#### Problem to solve
Find the line that contains "of the lawn" and print it and every line after it, exactly, please.

Lines of data:
——
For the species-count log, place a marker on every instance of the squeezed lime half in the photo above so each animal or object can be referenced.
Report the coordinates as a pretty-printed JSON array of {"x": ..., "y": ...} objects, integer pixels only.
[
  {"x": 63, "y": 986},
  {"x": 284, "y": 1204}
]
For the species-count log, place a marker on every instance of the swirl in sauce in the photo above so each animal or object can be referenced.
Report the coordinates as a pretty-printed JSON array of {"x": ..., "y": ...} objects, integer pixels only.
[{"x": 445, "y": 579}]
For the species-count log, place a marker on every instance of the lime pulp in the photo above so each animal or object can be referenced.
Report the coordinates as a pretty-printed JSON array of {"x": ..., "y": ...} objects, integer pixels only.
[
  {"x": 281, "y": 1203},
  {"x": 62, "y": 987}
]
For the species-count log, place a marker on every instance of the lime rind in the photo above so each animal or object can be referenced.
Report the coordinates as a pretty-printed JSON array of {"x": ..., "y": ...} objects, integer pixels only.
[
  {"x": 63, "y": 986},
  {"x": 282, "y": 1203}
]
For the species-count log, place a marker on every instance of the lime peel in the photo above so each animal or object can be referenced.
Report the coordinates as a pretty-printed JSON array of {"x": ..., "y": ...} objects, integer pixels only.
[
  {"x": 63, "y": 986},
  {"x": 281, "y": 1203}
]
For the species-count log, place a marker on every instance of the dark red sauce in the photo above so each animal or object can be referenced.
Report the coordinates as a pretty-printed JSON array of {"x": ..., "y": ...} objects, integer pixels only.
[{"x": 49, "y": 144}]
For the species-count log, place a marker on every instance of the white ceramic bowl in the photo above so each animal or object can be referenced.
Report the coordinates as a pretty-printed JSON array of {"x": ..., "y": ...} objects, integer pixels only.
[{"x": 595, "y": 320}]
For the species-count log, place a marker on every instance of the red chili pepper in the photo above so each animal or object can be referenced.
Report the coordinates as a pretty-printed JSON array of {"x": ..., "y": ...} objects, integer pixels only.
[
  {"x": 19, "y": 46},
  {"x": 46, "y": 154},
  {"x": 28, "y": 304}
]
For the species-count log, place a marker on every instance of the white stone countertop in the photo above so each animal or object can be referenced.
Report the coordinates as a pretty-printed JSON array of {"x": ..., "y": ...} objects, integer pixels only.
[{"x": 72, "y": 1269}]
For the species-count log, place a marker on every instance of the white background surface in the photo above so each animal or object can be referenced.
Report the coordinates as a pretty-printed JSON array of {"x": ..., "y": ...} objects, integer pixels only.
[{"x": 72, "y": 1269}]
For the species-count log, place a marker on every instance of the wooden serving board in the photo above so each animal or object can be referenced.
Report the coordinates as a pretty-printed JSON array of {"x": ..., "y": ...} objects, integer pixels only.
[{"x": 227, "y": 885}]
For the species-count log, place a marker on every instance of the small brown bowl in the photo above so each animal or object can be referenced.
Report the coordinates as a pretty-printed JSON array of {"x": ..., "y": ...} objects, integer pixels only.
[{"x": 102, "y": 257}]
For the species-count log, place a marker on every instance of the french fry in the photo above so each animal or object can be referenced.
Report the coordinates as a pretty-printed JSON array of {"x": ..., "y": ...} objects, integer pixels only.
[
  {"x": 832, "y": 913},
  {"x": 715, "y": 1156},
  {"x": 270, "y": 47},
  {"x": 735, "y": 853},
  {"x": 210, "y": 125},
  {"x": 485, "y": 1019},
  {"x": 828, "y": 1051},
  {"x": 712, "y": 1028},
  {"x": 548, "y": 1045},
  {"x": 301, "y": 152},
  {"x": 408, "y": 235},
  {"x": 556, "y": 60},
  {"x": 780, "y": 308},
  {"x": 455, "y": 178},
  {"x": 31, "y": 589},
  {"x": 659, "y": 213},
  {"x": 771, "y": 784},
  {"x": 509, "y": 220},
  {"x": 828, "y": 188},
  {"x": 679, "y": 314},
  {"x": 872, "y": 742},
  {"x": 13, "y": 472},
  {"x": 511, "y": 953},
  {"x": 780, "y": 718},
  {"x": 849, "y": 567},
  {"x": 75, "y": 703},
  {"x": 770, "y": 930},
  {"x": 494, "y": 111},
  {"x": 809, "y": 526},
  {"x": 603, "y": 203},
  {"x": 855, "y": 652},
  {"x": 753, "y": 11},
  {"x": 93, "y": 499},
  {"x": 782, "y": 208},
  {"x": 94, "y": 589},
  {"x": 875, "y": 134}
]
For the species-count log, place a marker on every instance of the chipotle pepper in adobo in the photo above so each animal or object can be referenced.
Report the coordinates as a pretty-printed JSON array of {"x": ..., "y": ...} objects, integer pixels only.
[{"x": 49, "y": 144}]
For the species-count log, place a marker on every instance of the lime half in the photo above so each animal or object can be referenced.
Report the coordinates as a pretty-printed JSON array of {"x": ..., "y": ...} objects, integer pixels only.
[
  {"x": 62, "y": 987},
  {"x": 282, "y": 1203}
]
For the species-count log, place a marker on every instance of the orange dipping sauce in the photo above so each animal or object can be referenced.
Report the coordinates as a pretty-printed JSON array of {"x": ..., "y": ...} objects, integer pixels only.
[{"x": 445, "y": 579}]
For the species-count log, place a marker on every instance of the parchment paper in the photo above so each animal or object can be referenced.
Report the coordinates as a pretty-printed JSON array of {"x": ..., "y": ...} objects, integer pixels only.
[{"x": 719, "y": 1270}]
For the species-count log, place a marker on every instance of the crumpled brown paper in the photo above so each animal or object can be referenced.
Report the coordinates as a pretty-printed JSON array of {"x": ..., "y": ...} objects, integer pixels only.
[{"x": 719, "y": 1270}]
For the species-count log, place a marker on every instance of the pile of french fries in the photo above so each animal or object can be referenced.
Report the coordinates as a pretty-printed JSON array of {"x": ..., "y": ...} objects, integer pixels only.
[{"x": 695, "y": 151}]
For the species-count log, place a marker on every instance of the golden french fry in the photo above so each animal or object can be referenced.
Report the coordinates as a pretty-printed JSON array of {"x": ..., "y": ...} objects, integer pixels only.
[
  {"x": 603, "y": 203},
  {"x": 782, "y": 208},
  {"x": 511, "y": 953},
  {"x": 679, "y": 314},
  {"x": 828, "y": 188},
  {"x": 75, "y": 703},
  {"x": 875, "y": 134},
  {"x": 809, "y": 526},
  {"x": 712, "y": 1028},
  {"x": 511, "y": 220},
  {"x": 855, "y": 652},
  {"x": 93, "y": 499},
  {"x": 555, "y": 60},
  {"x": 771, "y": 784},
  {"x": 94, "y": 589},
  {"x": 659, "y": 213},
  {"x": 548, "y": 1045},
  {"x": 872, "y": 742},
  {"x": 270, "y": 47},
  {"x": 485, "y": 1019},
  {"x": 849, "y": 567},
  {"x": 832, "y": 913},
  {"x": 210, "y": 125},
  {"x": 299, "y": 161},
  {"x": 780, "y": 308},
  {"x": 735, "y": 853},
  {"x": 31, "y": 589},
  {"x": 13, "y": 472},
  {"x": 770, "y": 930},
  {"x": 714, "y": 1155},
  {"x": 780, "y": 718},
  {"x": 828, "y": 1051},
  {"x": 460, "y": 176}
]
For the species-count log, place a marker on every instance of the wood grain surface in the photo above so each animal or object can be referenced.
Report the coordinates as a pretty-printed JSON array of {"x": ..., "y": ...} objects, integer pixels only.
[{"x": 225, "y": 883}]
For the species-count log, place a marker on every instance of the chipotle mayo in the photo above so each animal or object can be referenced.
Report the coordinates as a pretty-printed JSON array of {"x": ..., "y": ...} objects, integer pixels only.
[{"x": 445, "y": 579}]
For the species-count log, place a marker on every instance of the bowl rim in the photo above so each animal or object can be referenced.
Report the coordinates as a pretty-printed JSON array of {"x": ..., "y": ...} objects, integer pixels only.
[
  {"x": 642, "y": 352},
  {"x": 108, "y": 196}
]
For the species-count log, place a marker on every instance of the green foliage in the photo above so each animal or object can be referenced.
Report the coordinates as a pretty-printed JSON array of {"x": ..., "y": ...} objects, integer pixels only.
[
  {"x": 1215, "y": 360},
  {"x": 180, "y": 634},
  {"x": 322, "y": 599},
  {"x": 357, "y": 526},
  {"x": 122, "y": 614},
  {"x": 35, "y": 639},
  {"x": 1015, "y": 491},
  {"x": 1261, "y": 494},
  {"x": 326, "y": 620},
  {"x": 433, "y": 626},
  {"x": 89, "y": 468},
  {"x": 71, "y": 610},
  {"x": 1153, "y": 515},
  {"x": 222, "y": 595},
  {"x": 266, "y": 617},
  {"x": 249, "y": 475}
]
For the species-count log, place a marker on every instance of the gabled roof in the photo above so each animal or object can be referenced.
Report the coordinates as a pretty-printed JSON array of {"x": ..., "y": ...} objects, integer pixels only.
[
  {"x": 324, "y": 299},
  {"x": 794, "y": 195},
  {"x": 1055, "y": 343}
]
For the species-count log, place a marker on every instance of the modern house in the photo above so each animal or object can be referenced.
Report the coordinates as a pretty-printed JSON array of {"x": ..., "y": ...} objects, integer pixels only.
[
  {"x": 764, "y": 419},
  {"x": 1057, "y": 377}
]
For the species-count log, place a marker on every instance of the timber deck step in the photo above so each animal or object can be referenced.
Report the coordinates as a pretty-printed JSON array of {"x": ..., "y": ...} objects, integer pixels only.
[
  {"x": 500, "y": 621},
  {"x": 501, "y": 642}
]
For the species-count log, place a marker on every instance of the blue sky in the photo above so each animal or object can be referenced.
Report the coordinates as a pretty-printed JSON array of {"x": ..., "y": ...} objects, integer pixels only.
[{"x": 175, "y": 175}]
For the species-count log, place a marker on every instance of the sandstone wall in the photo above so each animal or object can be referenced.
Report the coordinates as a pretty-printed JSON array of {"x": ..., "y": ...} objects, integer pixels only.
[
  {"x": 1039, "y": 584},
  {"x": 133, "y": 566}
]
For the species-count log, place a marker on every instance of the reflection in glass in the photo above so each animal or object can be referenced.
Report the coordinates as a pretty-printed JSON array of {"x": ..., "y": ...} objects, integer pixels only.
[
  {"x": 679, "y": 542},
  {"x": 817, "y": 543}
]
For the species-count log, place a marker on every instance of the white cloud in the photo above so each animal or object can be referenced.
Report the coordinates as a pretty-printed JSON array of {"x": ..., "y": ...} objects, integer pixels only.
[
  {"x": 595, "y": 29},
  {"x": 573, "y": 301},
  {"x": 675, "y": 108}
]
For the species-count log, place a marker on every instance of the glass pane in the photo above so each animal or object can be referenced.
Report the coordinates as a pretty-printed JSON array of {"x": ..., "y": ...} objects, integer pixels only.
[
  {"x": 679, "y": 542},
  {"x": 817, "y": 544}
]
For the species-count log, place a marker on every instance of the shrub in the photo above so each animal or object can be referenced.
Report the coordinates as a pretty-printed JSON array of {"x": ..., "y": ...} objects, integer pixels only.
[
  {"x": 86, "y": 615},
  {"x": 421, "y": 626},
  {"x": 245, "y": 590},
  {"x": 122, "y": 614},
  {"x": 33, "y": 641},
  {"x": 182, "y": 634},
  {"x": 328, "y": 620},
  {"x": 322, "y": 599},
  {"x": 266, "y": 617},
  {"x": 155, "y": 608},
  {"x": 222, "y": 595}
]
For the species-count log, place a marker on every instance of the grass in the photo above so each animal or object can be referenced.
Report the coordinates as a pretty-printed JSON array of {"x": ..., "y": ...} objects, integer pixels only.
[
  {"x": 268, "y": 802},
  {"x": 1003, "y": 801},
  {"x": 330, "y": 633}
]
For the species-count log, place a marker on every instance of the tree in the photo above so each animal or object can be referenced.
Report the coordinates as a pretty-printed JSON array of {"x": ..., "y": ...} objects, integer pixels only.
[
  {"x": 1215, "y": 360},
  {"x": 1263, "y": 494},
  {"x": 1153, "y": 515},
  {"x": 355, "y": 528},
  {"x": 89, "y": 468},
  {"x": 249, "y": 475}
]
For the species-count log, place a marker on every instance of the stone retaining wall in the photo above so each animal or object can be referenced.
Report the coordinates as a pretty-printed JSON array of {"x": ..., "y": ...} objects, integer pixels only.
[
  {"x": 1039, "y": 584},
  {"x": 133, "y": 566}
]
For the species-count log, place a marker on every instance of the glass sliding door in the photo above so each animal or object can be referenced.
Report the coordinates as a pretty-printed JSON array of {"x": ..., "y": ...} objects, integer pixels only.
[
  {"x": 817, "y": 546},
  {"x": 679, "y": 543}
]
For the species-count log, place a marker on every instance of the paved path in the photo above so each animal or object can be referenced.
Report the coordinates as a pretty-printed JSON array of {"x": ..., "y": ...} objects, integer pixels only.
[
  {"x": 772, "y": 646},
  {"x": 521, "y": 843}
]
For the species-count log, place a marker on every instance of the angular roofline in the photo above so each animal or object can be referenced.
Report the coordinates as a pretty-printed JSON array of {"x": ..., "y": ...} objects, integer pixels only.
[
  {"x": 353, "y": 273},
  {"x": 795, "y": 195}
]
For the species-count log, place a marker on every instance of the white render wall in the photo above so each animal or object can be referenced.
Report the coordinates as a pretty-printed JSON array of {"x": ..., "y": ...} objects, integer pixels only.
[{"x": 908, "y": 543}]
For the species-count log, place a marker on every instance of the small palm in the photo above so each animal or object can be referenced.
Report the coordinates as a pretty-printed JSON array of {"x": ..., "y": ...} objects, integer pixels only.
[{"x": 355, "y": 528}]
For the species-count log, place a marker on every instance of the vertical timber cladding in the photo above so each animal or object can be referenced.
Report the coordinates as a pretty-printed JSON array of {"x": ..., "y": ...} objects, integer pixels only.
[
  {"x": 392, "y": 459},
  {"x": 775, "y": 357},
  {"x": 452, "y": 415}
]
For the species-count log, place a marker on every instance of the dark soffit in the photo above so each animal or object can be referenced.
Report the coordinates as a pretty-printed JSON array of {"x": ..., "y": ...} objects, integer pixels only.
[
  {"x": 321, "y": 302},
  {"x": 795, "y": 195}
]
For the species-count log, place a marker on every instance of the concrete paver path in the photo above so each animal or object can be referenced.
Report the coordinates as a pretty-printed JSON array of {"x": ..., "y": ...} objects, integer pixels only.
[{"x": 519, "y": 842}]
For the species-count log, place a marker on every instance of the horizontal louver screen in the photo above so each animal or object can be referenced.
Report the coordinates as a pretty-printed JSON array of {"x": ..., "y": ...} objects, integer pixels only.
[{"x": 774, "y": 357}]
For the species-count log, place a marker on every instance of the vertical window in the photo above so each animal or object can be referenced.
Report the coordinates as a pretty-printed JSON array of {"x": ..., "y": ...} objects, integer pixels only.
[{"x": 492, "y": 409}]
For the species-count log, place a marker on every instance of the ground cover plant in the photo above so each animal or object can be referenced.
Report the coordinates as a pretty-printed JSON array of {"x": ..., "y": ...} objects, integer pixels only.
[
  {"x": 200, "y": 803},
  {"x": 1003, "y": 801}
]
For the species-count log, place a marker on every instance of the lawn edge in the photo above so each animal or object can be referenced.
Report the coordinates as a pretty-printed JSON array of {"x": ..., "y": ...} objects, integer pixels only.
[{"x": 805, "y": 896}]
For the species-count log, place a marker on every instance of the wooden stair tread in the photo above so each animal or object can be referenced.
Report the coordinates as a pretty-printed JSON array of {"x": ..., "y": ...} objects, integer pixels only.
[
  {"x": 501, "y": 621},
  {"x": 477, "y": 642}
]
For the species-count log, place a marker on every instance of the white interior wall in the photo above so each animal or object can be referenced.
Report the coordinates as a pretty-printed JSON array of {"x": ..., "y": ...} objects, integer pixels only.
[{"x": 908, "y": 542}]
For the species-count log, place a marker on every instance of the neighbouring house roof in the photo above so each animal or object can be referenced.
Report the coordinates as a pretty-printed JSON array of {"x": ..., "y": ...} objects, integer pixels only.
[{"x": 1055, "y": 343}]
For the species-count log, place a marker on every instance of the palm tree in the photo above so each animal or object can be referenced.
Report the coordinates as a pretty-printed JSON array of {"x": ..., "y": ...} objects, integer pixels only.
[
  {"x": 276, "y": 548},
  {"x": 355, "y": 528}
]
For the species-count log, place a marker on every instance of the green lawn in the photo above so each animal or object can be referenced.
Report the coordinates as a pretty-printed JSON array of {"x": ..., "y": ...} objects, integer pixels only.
——
#### The result
For the species-count log, place a marker on every instance of the lawn edge in the photo above so each animal or object can be referenced.
Report the coordinates as a pretty-printed JSON array of {"x": ..., "y": ...} objects, integer pixels only.
[{"x": 805, "y": 896}]
For the species-count log, place a marker on every instance of the wooden stair tread in the photo above so each animal or object can be referenced.
Report the coordinates as a pretty-printed JSON array of {"x": ..., "y": ...} objects, integer pixels only.
[
  {"x": 501, "y": 621},
  {"x": 477, "y": 642}
]
For the species-count log, place a marker on every instance of the white interior wall in the photo above so each animal or object can be referenced.
Report the coordinates as a pretty-printed JSON array of {"x": ..., "y": ...} objects, integer pixels only.
[{"x": 908, "y": 542}]
For the species-count log, place a marker on every instance of the neighbouring house roof in the photo above so each animal or object can be referenced.
Report the coordinates as a pretty-printed JSON array of {"x": ..., "y": ...} objects, integer pixels only.
[{"x": 1055, "y": 343}]
For the species-count log, place a marker on every instance of the palm tree in the photo above so each animal or object can be referenced.
Report the coordinates as a pretty-printed JSON array of {"x": ..., "y": ...} objects, integer pixels only.
[
  {"x": 276, "y": 548},
  {"x": 355, "y": 528}
]
For the species-count log, place a marker on every instance of the green lawn in the photo above so each animal or object can be referenced.
Report the coordinates as a pretty-printed JSON array of {"x": ..., "y": ...} objects, integer pixels only.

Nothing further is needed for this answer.